━━━━━ 文本摘录 ━━━━━

移步系列Android跨进程通信IPC系列
- Framework是一个中间层,它对接了底层的实现,封装了复杂的内部逻辑,并提供外部使用接口。
- Binder Framework层为了C++和Java两个部分,为了达到功能的复用,中间通过JNI进行衔接。
- Binder Framework的C++部分,头文件位于这个路径:/frameworks/native/include/binder/。实现位于这个路径:/frameworks/native/libs/binder/。
- binder库最终会编译成一个动态链接库:/libbinder.so,供其他进程连接使用。
1 ServiceManager启动简述
- ServiceManager(后边简称 SM) 是 Binder的守护进程,它本身也是一个Binder的服务。
- 是通过编写binder.c直接和Binder驱动来通信,里面含量一个循环binder_looper来进行读取和处理事务。
SM的工作也很简单,就是两个
- 1、注册服务
- 2、查询
源码的位置
framework/native/cmds/servicemanager/
- service_manager.c
- binder.c
system/core/rootdir
-/init.rc
kernel/drivers/ (不同Linux分支路径略有不同)
- android/binder.c
- service_manager.c
- binder.c
- init.rc
kernel下binder.c这个文件已经不在android的源码里面了,在Linux源码里面
- binder.c
强调一下这里面有两个binder.c文件,一个是framework/native/cmds/servicemanager/binder.c,另外一个是kernel/drivers/android/binder.c ,绝对不是同一个东西,千万不要弄混了。
2启动过程
任何使用Binder机制的进程都必须要对/dev/binder设备进行open以及mmap之后才能使用,这部分逻辑是所有使用Binder机制进程通用的,SM也不例外。
启动流程图下:
5713484-b04df9be2959a66d.png
ServiceManager是由init进程通过解析init.rc文件而创建的,其所对应的可执行程序是/system/bin/servicemanager,所对应的源文件是service_manager.c,进程名为/system/bin/servicemanager。

━━━━━ 条目列表 ━━━━━

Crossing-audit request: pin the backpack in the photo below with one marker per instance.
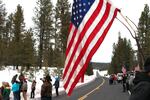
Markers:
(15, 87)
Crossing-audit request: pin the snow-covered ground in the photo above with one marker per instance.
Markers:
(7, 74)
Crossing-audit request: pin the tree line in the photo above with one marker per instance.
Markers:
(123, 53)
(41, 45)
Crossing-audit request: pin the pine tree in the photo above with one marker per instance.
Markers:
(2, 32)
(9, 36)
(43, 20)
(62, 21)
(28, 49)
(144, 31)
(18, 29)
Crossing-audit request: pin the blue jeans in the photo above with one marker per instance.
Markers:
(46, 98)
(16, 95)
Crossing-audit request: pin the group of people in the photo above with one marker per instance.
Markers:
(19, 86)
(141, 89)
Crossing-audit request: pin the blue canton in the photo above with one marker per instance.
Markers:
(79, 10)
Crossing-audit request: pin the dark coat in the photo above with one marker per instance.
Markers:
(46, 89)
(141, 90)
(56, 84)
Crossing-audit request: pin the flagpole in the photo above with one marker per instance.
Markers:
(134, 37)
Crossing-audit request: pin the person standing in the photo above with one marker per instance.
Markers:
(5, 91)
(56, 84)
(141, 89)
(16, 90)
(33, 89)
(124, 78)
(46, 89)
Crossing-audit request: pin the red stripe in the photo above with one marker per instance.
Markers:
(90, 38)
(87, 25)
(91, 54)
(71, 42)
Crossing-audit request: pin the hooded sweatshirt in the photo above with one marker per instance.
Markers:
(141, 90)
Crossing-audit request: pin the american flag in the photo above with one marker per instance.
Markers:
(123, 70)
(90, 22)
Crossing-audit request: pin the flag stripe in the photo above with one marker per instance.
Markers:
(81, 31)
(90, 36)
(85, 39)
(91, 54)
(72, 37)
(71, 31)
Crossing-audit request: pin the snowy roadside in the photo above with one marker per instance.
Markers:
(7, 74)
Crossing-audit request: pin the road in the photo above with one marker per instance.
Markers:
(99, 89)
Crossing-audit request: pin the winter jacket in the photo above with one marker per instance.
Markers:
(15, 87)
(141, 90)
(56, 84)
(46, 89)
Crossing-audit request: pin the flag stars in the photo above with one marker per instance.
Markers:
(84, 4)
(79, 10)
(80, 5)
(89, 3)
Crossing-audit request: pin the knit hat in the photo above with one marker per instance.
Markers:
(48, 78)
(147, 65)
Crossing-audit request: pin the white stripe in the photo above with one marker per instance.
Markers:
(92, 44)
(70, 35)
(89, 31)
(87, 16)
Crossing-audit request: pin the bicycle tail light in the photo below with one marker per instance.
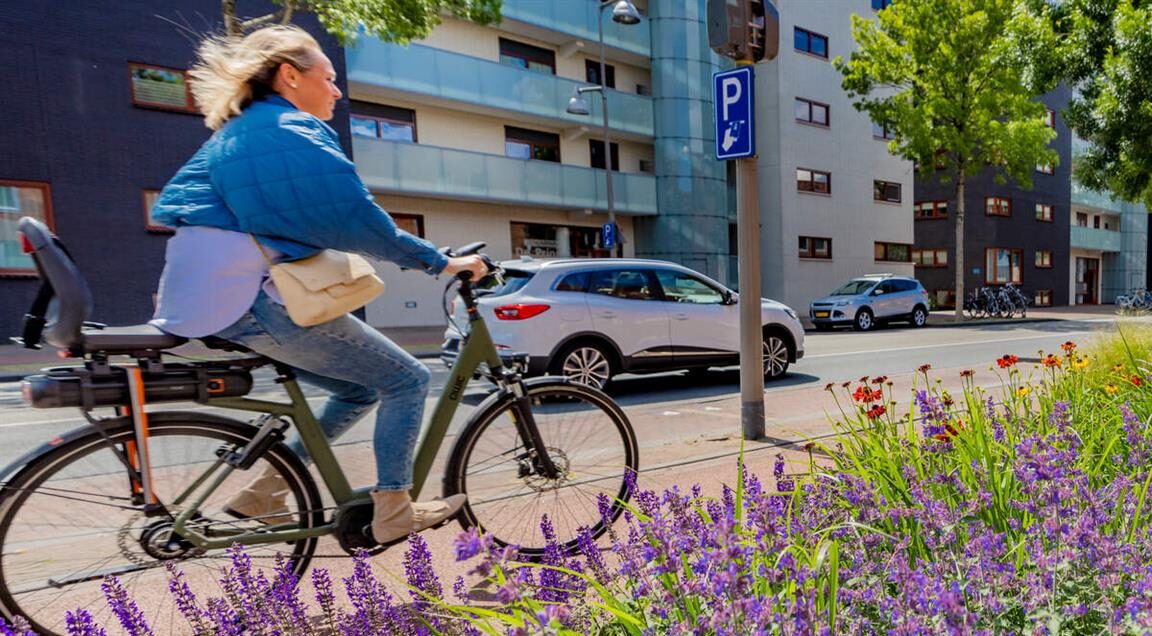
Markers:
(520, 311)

━━━━━
━━━━━ 条目列表 ━━━━━

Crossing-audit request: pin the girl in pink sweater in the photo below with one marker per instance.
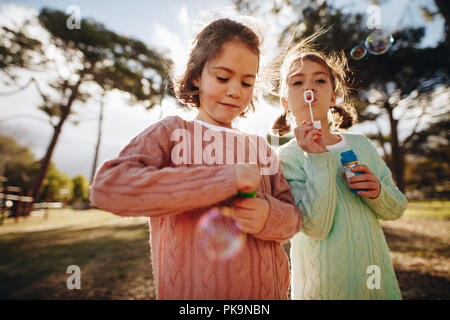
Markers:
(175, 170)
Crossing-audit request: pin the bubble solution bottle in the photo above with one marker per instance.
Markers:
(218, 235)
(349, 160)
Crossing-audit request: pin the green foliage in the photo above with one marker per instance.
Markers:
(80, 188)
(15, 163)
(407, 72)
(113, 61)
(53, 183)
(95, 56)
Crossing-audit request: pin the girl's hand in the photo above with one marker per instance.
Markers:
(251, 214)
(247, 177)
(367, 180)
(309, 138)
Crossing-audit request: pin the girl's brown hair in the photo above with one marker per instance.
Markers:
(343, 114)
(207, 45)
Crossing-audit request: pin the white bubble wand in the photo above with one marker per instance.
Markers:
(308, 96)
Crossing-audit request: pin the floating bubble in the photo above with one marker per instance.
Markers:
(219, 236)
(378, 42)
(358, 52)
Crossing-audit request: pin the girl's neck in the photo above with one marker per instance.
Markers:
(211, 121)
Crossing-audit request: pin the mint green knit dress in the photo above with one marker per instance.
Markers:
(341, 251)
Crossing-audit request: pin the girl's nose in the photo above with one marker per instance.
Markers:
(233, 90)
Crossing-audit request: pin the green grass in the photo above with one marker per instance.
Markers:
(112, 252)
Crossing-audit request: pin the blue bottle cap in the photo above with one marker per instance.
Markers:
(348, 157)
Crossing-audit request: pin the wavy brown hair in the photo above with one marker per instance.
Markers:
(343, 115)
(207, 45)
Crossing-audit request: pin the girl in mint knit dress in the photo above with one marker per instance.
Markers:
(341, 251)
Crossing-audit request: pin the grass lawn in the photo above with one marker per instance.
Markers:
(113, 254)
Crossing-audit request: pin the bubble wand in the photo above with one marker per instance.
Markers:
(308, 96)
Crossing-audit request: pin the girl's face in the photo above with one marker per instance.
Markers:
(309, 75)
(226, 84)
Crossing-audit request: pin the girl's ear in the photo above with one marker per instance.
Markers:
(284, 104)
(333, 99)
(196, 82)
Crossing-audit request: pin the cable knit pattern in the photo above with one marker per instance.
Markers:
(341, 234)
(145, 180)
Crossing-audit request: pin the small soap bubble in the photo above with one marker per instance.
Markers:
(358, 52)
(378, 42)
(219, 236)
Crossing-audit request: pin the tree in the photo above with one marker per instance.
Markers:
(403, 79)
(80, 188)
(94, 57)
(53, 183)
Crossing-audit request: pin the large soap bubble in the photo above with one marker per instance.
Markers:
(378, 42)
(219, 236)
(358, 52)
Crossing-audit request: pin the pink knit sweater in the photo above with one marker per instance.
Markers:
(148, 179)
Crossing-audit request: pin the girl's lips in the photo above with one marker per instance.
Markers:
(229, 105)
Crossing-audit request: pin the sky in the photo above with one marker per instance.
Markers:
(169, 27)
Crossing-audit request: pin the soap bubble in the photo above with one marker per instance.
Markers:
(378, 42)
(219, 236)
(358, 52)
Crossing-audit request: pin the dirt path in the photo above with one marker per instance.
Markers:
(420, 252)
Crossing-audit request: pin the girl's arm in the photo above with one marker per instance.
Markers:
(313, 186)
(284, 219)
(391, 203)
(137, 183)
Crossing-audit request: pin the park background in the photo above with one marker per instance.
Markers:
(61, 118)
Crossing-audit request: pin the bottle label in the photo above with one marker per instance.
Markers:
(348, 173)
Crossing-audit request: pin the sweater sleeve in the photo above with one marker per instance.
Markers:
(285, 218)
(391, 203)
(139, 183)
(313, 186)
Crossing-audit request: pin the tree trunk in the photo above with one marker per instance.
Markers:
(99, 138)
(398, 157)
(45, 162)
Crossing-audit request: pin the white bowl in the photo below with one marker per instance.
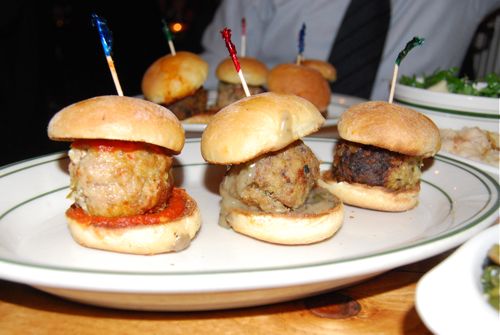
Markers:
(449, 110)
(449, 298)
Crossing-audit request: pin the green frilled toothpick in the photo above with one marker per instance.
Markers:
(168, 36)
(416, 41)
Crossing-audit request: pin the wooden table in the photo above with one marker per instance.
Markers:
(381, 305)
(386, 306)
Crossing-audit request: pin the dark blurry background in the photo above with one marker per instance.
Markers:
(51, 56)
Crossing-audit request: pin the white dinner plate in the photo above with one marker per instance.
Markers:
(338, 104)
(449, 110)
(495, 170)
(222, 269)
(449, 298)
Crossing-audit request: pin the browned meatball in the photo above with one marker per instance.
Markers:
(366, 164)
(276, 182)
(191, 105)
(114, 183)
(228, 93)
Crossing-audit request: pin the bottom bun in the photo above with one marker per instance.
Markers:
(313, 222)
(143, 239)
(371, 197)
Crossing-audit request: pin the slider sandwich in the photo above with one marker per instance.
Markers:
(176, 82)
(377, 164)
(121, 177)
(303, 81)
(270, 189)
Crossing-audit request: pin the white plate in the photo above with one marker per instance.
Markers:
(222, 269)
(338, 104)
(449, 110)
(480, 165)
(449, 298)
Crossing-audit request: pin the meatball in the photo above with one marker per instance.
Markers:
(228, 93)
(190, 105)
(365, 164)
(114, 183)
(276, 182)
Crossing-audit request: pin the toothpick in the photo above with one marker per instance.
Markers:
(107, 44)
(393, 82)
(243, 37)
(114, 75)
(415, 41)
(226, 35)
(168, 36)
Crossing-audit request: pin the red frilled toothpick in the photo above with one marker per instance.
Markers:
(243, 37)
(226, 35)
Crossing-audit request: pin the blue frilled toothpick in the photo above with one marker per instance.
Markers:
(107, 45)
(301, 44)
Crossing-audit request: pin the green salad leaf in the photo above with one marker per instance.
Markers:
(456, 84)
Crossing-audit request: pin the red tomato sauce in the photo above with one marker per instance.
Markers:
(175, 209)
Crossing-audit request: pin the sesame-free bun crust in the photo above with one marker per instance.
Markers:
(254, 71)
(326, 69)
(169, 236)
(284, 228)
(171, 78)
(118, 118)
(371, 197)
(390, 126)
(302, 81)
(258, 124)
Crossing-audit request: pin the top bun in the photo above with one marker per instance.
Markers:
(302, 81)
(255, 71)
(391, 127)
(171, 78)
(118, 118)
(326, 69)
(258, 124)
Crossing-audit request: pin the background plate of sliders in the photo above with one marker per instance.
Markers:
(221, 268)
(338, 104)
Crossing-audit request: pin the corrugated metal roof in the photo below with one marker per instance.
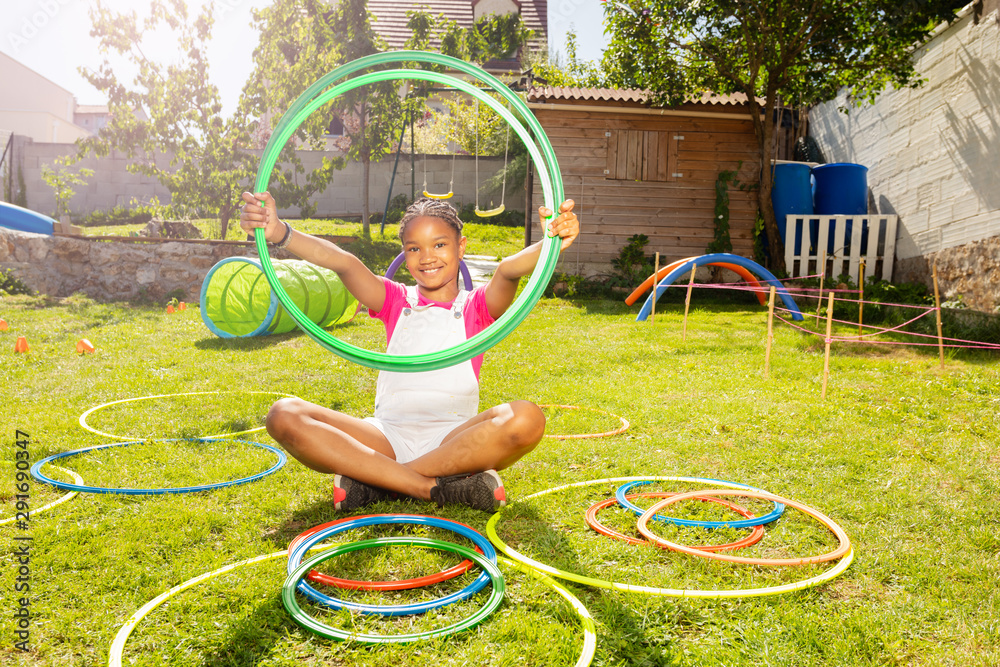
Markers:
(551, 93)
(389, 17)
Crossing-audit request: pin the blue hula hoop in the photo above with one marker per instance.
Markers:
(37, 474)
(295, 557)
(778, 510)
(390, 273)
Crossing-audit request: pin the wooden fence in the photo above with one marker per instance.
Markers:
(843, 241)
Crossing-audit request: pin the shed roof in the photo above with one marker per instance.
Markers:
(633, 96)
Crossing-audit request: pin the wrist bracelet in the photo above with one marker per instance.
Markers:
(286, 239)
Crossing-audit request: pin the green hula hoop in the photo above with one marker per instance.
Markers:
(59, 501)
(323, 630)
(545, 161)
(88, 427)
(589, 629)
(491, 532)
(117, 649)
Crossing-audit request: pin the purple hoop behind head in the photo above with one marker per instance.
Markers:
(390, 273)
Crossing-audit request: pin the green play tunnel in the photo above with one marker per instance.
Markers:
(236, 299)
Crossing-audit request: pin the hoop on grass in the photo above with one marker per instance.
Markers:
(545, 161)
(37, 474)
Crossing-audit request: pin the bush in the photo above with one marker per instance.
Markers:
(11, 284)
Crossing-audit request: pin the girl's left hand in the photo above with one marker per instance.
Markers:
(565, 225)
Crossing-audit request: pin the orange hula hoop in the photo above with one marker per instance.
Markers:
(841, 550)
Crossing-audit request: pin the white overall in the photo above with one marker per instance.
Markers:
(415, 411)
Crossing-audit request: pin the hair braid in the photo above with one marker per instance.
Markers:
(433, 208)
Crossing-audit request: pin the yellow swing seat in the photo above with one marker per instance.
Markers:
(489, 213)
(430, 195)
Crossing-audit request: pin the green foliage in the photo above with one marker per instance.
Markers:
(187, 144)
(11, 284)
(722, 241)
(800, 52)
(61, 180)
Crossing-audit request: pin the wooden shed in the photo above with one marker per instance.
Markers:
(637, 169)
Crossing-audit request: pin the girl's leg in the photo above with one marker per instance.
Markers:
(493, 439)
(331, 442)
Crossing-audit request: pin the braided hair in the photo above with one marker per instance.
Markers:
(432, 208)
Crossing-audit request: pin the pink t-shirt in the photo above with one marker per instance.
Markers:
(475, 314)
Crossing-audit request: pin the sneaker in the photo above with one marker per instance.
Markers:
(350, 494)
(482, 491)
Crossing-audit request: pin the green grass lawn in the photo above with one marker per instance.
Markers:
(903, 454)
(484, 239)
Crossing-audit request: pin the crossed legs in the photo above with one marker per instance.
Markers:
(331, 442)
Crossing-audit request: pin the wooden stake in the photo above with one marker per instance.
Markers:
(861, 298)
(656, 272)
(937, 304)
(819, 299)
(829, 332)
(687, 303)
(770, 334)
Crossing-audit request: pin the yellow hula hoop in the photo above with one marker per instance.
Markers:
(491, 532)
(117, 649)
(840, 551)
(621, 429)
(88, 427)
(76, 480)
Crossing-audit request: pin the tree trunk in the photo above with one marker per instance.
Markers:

━━━━━
━━━━━ 条目列表 ━━━━━

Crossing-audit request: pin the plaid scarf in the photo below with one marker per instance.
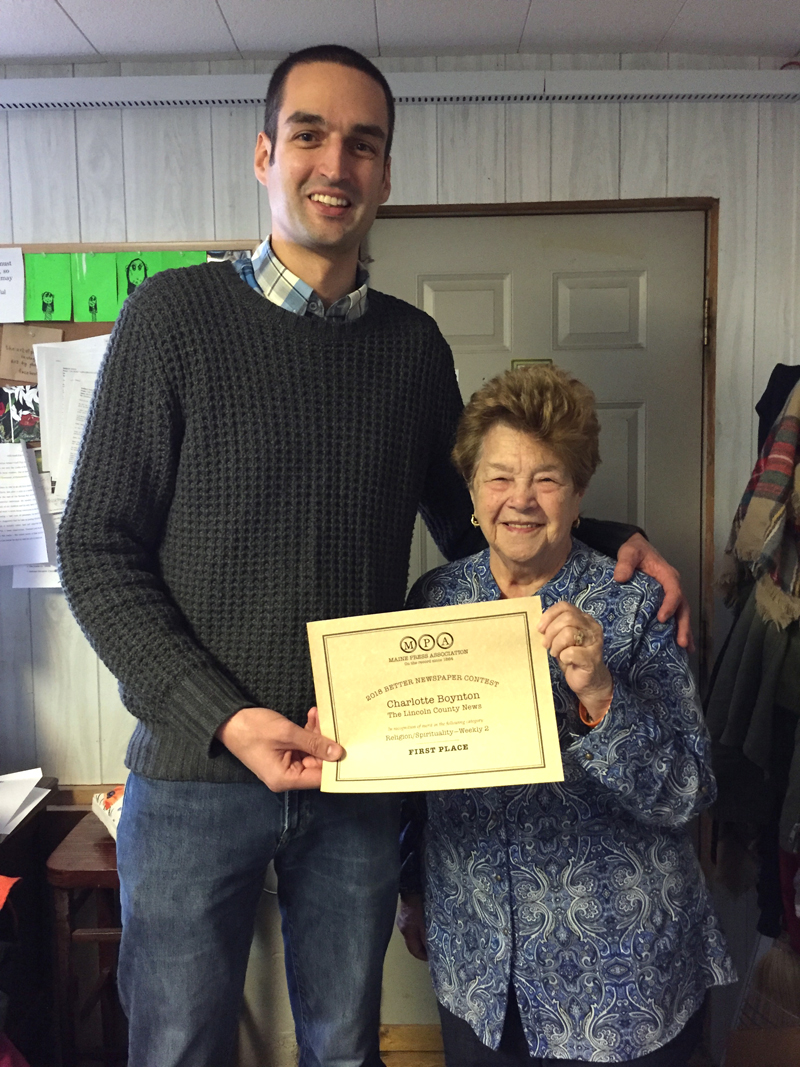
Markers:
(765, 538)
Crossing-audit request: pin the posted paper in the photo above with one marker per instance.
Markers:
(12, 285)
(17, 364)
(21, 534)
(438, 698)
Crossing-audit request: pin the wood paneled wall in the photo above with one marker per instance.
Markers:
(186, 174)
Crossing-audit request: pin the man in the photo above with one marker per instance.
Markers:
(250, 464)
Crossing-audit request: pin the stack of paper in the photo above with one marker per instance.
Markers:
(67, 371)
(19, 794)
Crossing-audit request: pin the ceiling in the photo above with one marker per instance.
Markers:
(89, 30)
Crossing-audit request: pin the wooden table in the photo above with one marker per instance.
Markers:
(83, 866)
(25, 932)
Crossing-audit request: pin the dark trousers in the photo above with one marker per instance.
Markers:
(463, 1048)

━━━━━

#### 任务说明
在上面讲述 ServiceManager 启动的文本中,找到从“- 是通过编写binder.”到“kernel/drivers/ (不同Linux分支路径略有不同)”的这一段,逐字输出。

#### 参考答案
- 是通过编写binder.c直接和Binder驱动来通信,里面含量一个循环binder_looper来进行读取和处理事务。
SM的工作也很简单,就是两个
- 1、注册服务
- 2、查询
源码的位置
framework/native/cmds/servicemanager/
- service_manager.c
- binder.c
system/core/rootdir
-/init.rc
kernel/drivers/ (不同Linux分支路径略有不同)